◆ 課題
1. 原文抜粋のうち、「なんで音楽って、あんなに」から「その人の前でだけ、現れる自分がいてもいい。それは私にとって、いつも楽しい発見だ。」までの部分を、両端を含めてそのまま書き出してください。
2. 原文抜粋に引用されている歌詞を、改行の位置で区切ってすべて挙げてください。

◆ 原文抜粋
けれど、瞬く間に、私を哀しみの時間へと引き戻すものもある。

お別れの日に、
繰り返し繰り返し、流れていた歌。

なんで音楽って、あんなに
不思議な力があるんだろうね。


「じゃあ、私が決める!さんちゃんね!」

私の人生に、新たなあだ名を
生み出してくれた女の子がいた。

私は割と、色々なあだ名で呼ばれるのが
好きだ。
だって、誰かと自分との関係に、
同じなんてない。
その人の前でだけ、現れる自分がいてもいい。それは私にとって、いつも楽しい発見だ。

明るくて、面倒見が良くて。
手足の長い、色白美人。

弟の柔道部の先輩を、やってくれていたことなんかを思い出す。

ガラスの棺越しに、
埋もれる程の花に囲まれて

唇に紅を引き
眠るように美しかった、
最期の思い出。


お気に入りの曲だったんだってさ。

熱が出たりすると 気付くんだ
僕には体があるって事
鼻が詰まったりすると 解るんだ
今まで呼吸をしていた事                                        

BUMP OF CHICKENの、
supernovaという曲を、
私はその時まで知らなかった。

◆ 提供データ

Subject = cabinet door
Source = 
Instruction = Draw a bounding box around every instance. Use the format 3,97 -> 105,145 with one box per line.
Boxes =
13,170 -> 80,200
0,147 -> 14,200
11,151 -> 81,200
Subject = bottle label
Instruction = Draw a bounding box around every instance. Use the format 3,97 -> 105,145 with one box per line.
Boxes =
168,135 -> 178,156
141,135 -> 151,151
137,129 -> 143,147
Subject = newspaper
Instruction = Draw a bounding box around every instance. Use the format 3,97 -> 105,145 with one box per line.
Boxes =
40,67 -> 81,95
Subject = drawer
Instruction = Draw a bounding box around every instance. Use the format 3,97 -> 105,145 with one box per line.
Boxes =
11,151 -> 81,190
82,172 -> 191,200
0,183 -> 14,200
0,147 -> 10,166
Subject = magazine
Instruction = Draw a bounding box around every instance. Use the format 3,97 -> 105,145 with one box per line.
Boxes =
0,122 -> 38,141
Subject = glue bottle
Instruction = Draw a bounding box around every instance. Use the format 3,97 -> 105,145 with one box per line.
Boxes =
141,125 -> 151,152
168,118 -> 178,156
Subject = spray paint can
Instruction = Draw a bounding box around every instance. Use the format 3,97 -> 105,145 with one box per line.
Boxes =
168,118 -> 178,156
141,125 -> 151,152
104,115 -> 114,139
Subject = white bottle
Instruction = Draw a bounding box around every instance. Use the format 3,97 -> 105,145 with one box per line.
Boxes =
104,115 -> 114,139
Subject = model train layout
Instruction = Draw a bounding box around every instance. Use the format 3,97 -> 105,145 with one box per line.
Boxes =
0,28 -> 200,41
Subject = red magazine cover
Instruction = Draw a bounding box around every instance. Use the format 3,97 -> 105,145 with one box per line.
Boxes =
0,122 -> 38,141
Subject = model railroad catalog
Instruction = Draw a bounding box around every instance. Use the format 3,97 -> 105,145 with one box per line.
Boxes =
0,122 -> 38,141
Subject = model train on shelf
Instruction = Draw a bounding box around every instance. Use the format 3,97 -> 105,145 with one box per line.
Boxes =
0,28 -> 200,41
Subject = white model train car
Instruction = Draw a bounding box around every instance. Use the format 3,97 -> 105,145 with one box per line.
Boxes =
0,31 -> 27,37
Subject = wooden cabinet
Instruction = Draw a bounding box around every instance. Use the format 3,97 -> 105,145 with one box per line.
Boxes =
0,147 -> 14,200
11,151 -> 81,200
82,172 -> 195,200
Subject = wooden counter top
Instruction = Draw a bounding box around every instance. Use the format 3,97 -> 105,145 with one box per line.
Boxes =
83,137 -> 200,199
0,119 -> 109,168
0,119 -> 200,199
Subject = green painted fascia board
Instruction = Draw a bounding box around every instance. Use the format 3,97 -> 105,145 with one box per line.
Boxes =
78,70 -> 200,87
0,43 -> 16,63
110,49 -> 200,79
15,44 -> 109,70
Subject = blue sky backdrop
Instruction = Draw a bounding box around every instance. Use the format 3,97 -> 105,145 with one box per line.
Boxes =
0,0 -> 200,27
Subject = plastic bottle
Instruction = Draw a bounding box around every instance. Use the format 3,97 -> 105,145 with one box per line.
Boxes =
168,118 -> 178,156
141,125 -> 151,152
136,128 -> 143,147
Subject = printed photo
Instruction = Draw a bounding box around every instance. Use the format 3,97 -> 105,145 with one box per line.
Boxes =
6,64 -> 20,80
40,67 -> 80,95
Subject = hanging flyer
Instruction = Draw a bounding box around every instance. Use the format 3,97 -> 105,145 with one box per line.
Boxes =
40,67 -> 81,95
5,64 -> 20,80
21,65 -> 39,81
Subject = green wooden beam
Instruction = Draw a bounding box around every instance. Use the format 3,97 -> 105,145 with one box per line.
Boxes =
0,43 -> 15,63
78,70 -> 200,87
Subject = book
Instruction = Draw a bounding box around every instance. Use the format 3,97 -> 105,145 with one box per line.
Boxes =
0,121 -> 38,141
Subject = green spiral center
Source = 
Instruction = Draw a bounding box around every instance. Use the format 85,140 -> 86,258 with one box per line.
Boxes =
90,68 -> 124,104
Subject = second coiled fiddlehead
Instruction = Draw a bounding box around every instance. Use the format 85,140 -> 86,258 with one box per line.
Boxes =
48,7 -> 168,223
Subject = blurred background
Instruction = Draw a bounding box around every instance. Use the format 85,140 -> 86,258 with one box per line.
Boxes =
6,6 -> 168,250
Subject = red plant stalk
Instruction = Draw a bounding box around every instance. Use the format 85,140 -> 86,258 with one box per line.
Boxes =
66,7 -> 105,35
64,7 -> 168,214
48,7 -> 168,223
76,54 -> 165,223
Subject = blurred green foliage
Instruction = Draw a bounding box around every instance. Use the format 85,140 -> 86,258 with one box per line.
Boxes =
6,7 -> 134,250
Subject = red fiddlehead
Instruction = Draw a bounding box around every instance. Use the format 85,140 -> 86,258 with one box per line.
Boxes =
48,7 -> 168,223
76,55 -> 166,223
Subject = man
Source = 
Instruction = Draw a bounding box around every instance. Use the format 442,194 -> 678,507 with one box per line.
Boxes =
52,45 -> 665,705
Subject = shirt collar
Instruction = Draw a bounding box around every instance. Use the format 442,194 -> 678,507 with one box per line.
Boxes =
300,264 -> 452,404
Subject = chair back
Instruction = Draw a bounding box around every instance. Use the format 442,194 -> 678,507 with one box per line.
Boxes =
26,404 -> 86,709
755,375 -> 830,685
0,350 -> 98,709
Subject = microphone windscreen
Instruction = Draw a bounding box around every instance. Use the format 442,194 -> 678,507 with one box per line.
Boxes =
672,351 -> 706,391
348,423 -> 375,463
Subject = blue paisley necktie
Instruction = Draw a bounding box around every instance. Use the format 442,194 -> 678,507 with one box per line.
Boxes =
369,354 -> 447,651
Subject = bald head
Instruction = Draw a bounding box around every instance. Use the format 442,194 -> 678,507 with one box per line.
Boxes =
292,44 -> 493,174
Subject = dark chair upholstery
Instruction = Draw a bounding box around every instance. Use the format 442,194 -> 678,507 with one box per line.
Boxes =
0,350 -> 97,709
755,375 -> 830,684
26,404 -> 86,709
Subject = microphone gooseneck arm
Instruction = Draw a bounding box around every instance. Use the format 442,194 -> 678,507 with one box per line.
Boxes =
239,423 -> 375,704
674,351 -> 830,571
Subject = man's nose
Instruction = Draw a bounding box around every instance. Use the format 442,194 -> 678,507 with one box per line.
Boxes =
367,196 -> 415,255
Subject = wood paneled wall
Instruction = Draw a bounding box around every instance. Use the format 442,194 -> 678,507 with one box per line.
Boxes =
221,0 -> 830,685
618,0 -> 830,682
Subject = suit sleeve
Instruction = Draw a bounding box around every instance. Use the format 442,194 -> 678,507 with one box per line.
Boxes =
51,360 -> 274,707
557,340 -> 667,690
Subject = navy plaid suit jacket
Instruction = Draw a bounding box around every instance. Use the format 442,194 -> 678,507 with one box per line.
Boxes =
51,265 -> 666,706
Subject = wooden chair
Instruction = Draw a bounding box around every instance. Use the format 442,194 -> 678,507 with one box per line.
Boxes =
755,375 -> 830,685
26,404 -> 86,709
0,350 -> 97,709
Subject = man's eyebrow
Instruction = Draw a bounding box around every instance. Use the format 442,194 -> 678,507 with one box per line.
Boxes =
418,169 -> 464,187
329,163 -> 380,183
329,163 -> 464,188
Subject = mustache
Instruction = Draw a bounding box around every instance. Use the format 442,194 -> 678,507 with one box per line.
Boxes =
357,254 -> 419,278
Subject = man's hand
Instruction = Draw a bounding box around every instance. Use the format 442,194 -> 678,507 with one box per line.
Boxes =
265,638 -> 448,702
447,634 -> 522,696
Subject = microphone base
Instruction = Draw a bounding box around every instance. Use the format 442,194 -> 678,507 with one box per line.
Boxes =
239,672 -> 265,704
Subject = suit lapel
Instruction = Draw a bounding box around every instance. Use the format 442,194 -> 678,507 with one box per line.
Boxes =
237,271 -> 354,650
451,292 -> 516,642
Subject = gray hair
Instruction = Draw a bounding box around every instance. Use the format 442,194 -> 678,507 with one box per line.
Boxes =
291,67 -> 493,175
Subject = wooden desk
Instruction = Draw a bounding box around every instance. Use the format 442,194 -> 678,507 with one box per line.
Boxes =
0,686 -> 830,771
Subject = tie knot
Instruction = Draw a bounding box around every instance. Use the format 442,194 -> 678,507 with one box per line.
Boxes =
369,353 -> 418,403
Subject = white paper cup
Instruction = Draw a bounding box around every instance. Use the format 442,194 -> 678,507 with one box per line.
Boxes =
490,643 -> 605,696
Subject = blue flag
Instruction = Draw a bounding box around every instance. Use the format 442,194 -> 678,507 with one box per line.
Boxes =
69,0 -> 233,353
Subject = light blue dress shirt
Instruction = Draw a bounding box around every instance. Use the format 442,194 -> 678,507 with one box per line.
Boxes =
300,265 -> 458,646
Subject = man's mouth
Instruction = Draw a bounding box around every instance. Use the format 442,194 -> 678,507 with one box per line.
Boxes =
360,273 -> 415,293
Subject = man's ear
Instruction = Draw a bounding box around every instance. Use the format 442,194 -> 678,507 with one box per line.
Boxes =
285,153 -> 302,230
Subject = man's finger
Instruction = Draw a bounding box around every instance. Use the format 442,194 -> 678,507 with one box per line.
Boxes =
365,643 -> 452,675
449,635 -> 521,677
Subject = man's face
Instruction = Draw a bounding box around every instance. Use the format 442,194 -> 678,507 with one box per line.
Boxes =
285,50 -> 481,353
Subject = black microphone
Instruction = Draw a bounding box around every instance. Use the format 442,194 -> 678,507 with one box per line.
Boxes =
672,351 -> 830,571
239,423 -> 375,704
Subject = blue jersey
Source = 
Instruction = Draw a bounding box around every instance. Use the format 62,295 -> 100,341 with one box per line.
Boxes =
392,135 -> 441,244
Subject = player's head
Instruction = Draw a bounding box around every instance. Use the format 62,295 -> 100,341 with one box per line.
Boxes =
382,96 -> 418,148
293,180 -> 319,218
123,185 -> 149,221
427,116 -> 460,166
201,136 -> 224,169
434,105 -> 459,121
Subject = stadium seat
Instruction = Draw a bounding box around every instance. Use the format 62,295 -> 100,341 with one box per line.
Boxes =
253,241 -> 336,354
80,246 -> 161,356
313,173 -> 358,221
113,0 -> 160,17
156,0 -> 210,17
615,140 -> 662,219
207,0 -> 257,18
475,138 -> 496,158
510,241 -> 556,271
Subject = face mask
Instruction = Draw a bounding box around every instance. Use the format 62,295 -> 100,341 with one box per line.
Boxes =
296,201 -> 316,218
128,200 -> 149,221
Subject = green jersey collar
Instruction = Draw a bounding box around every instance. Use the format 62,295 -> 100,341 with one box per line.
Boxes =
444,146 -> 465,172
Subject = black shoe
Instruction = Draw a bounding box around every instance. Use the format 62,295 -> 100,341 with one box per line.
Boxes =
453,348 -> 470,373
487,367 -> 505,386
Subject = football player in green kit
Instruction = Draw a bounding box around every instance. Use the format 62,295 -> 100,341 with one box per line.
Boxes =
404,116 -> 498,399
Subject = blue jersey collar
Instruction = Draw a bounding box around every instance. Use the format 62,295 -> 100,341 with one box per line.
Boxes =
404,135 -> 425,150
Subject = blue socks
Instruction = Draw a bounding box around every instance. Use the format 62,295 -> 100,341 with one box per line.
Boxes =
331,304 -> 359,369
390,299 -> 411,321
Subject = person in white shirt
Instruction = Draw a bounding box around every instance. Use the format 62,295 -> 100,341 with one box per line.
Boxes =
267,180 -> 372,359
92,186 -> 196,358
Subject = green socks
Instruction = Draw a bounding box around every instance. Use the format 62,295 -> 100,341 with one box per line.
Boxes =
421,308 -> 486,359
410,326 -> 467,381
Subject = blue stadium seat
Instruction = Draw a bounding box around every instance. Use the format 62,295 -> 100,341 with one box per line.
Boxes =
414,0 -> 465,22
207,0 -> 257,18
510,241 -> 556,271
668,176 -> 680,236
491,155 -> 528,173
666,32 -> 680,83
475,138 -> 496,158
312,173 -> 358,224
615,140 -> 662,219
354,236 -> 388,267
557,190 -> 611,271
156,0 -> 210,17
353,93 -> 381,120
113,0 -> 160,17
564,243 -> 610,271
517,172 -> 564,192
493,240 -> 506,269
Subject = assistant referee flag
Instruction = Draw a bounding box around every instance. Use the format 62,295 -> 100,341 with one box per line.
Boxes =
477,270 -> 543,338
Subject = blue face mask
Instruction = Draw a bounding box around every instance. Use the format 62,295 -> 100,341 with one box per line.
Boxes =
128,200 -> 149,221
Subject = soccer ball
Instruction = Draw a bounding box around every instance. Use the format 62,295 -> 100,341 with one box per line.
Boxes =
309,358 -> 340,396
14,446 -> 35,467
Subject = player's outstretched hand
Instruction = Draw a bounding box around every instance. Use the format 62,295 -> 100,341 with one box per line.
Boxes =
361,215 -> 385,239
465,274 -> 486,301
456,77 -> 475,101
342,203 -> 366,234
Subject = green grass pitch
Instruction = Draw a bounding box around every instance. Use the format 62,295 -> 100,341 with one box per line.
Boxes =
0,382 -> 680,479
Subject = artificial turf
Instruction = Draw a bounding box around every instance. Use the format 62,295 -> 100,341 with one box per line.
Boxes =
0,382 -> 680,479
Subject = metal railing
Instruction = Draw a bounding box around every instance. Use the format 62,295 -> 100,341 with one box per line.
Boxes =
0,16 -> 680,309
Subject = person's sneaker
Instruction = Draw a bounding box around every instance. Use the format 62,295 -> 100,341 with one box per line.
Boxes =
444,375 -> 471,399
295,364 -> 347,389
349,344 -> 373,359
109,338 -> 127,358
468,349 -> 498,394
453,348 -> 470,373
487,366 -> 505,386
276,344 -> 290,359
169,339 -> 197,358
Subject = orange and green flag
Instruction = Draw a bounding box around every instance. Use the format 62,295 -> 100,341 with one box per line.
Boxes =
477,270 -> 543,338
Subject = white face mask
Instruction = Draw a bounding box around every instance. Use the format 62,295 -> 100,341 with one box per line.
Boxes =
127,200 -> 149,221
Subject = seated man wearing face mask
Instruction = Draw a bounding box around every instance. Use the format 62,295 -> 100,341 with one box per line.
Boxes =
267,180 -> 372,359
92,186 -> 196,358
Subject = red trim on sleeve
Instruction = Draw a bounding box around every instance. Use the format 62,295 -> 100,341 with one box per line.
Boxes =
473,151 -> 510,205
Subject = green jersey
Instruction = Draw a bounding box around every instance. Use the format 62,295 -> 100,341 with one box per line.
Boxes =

◆ 解答
1.
なんで音楽って、あんなに
不思議な力があるんだろうね。


「じゃあ、私が決める!さんちゃんね!」

私の人生に、新たなあだ名を
生み出してくれた女の子がいた。

私は割と、色々なあだ名で呼ばれるのが
好きだ。
だって、誰かと自分との関係に、
同じなんてない。
その人の前でだけ、現れる自分がいてもいい。それは私にとって、いつも楽しい発見だ。

2.
・熱が出たりすると 気付くんだ
・僕には体があるって事
・鼻が詰まったりすると 解るんだ
・今まで呼吸をしていた事